##### Texte fourni #####
Louise Farrenc
Une femme remarquable, une éminente artiste à laquelle ses compositions et ses succès dans l’enseignement du piano avaient fait une double célébrité, vient de mourir subitement à Paris, frappée comme par un coup de foudre.
Mme Louise Farrenc était la veuve d’Aristide Farrenc, le savant bibliographe, et la sœur d’Auguste Dumont, membre de l’lnstitut, professeur à l’École des Beaux-Arts, l’un de nos statuaires les plus renommés. Son père, Jacques-Edme Dumont, ancien pensionnaire de l’Académie de France à Rome, avait occupé, lui aussi, dans notre grande École de sculpture, une place des plus distinguées, et elle descendait en ligne directe de l’illustre famille des Coypel.
Mme Farrenc était née à Paris le 31 mai 1804 ; à l’âge de six ans elle commença l’étude de la musique ; Moschelès et Hummel lui enseignèrent le piano, et c’est à ce dernier surtout qu’elle fut redevable de cette pureté de style, de cette délicatesse de doigté qui plus lard devaient caractériser si particulièrement son talent comme virtuose et comme professeur. Antoine Reicha lui apprit successivement l’harmonie, le contre-point, la fugue et l’instrumentation. Elle fit des études assez complètes pour qu’on puisse dire qu’elle eut peu de rivaux et n’eut jamais de rivales dans l’art d’écrire. Ses compositions, à part le mérite de l’inspiration et de la facture, sont des modèles irréprochables où les plus savans ne sauraient trouver ni une incorrection ni une défaillance. Voici, du reste, telle que l’a citée mon jeune et docte con frère Adolphe Jullien, l’opinion de Schumann sur une des premières œuvres publiées par Mme Farrenc :
« Si un jeune compositeur, écrivait en 1836 l’illustre maître de Zwickau, me présentait des variations semblables à celles de L. Farrenc (op. 17), je lui ferais tous mes complimens sur les heureuses dispositions et sur la solide éducation, dont ces morceaux témoignent à chaque page. Je ne fais que d’apprendre la situation du musicien ou plutôt de la musicienne qui est la femme du célèbre éditeur de musique de Paris, et je crains dès lors que ces lignes encourageantes parviennent difficilement à sa connaissance. Il s’agit de petites études vives et piquantes, terminées peut-être encore sous l’œil du maître, et qui pourtant sont si fermes de contour, si sages d’exécution, si achevées en un mot, qu’elles vous tiennent sous le charme, d’autant mieux qu’il s’en dégage un léger parfum » romantique. Les thèmes se prêtent à merveille aux variations ; l’auteur les développe en canon et n’a même pas reculé devant une véritable fugue avec sujet, contre-sujet, etc., et pourtant on distingue partout une grande légèreté de main et une heureuse verve mélodique. »
##### Liste des données #####
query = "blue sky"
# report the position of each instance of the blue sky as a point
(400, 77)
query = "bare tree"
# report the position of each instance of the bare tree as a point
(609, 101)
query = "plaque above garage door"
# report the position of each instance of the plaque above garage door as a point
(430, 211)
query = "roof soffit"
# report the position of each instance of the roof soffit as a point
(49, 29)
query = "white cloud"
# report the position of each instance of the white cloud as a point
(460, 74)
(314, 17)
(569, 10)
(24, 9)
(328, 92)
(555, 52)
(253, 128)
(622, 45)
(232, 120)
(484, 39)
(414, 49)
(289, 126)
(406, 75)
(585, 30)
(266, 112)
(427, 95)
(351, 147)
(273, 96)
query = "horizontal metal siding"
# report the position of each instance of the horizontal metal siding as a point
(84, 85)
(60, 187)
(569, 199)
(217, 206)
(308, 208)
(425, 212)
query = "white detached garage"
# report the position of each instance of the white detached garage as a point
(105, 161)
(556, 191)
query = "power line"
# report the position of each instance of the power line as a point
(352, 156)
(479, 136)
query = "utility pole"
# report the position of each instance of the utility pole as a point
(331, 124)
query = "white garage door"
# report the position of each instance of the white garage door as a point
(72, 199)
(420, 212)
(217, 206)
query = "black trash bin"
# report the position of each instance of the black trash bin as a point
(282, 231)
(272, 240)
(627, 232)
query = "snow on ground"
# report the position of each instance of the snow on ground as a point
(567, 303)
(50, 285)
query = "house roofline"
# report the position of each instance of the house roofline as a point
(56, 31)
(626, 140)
#####
### Consignes
1. Pour chacune des affirmations ci-dessous, dites si elle concorde avec le texte sur Louise Farrenc, par oui ou par non, et citez textuellement les mots du texte qui en décident.
(a) Louise Farrenc est née à Paris en 1804.
(b) Schumann a donné son avis sur les variations en 1836.
(c) Moschelès lui a enseigné l’harmonie.
2. Répondez brièvement aux questions suivantes d’après le texte sur Louise Farrenc.
(a) À quel âge commença-t-elle l’étude de la musique ?
(b) Quel statuaire était son frère ?
(c) Quel numéro d’opus portent les variations commentées par Schumann ?

### Réponses aux exercices
1.
(a) Oui : « Mme Farrenc était née à Paris le 31 mai 1804 ».
(b) Oui : « écrivait en 1836 l’illustre maître de Zwickau ».
(c) Non : « Antoine Reicha lui apprit successivement l’harmonie, le contre-point, la fugue et l’instrumentation. »

2.
(a) À six ans.
(b) Auguste Dumont.
(c) L’opus 17.